● **課題 1**
文書の抜粋で、新たに開発されたインクジェットヘッドは何という名称ですか。
= = =
粘度が高いインクや大きな固形物を含むインクを巧みに使いこなし、インクジェット技術の活用領域を拡大

背景

インクジェット技術は、持続可能な社会の実現に向けて、アナログなものづくり工程をデジタル化することによる環境負荷や材料ロスの削減が期待されています。さまざまなものづくりの現場でインクジェット技術を活用するには、幅広い特性のインクを印刷、塗布できるインクジェットヘッドが必要です。

解決したこと

これまでのインクジェットヘッド技術とは全く異なる、高粘度・大きな固形物を含むインクを遠くまで吐出できる「GELART JET(ジェラートジェット)ヘッド」を開発しました。自動車ボディのような凹凸面・湾曲面に対する車両塗装や、壁面・道路などの立体・大面積へのデジタル塗装、さらにはインクジェットによる二次電池の製造などを高い生産性で実施することが可能となります。これにより、塗装・生産工程で発生していたマスキング作業や材料ロスの削減、省エネを実現できます。
= = =
● **課題 2**
一覧の「Where can you see the brown」を含む行から一覧の最後の行まで(両端を含む)を、「white flower」を「white blossom」に置き換えて書き直してください。それ以外の部分は変えないでください。

● **提供された一覧**
= = =
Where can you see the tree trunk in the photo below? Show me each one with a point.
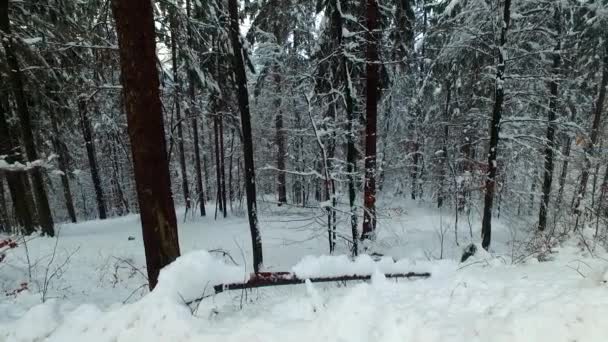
(595, 130)
(230, 181)
(62, 153)
(243, 98)
(87, 134)
(223, 167)
(490, 184)
(371, 111)
(218, 164)
(200, 192)
(136, 37)
(281, 148)
(444, 156)
(178, 114)
(4, 220)
(17, 185)
(415, 168)
(16, 78)
(552, 116)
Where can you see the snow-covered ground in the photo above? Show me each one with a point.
(92, 280)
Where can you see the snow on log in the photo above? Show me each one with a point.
(265, 279)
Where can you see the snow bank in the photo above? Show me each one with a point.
(333, 266)
(194, 273)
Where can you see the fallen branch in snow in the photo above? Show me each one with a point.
(266, 279)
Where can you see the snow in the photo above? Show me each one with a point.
(194, 272)
(97, 295)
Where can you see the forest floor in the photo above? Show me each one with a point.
(90, 285)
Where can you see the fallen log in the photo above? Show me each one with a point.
(265, 279)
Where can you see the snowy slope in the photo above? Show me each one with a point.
(485, 299)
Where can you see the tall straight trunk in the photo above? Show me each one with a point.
(552, 116)
(533, 191)
(17, 185)
(218, 166)
(351, 152)
(120, 200)
(178, 114)
(281, 148)
(4, 221)
(62, 153)
(223, 167)
(499, 97)
(200, 192)
(595, 130)
(230, 181)
(415, 168)
(137, 45)
(444, 156)
(371, 111)
(16, 78)
(243, 97)
(566, 147)
(206, 172)
(87, 134)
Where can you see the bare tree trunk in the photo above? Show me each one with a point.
(444, 156)
(16, 78)
(490, 186)
(62, 153)
(243, 97)
(4, 219)
(550, 149)
(372, 92)
(17, 185)
(351, 152)
(200, 192)
(230, 181)
(222, 167)
(178, 114)
(595, 130)
(280, 141)
(415, 168)
(92, 157)
(218, 165)
(566, 160)
(136, 37)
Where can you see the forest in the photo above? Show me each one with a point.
(356, 131)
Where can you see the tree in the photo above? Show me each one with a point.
(17, 185)
(89, 142)
(372, 92)
(177, 100)
(42, 202)
(135, 28)
(499, 97)
(552, 116)
(243, 99)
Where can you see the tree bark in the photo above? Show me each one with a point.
(281, 148)
(62, 153)
(191, 112)
(595, 130)
(444, 156)
(243, 98)
(552, 116)
(371, 111)
(136, 38)
(16, 78)
(178, 114)
(218, 163)
(223, 167)
(87, 134)
(490, 184)
(17, 185)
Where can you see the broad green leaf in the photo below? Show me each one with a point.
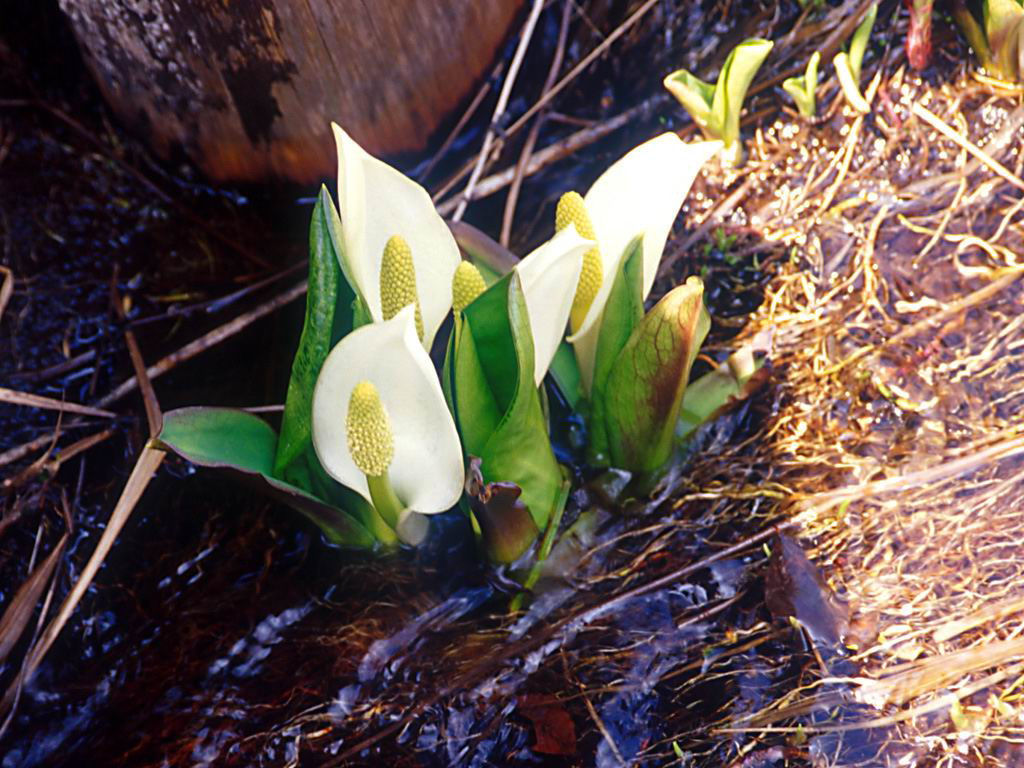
(565, 371)
(517, 450)
(487, 318)
(348, 296)
(317, 332)
(245, 444)
(975, 35)
(491, 257)
(730, 90)
(476, 414)
(1004, 29)
(644, 391)
(623, 313)
(707, 397)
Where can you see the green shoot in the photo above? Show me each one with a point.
(848, 64)
(716, 108)
(858, 43)
(802, 87)
(998, 38)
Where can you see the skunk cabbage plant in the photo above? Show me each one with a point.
(384, 217)
(381, 426)
(374, 438)
(997, 36)
(848, 64)
(716, 108)
(802, 87)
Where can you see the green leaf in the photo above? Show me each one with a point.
(644, 391)
(694, 94)
(730, 90)
(245, 444)
(623, 312)
(858, 43)
(476, 414)
(496, 340)
(1004, 29)
(802, 87)
(491, 257)
(322, 324)
(496, 331)
(710, 395)
(565, 371)
(975, 35)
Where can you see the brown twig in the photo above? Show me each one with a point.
(535, 130)
(503, 99)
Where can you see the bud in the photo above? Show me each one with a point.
(398, 281)
(467, 284)
(570, 210)
(369, 430)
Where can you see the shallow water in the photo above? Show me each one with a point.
(223, 631)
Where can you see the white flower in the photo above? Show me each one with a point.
(424, 464)
(376, 203)
(641, 194)
(548, 275)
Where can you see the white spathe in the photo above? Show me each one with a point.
(426, 471)
(377, 202)
(548, 275)
(640, 194)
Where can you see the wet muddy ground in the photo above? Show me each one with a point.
(880, 258)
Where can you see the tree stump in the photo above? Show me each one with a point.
= = =
● **出力全文 1**
GELART JET(ジェラートジェット)ヘッドです。

● **出力全文 2**
Where can you see the brown twig in the photo above? Show me each one with a point.
(535, 130)
(503, 99)
Where can you see the bud in the photo above? Show me each one with a point.
(398, 281)
(467, 284)
(570, 210)
(369, 430)
Where can you see the shallow water in the photo above? Show me each one with a point.
(223, 631)
Where can you see the white blossom in the photo above? Show me each one with a point.
(424, 464)
(376, 203)
(641, 194)
(548, 275)
Where can you see the white spathe in the photo above? Show me each one with a point.
(426, 471)
(377, 202)
(548, 275)
(640, 194)
Where can you see the wet muddy ground in the photo above? Show me each one with a point.
(880, 258)
Where can you see the tree stump in the photo above? Show me each one with a point.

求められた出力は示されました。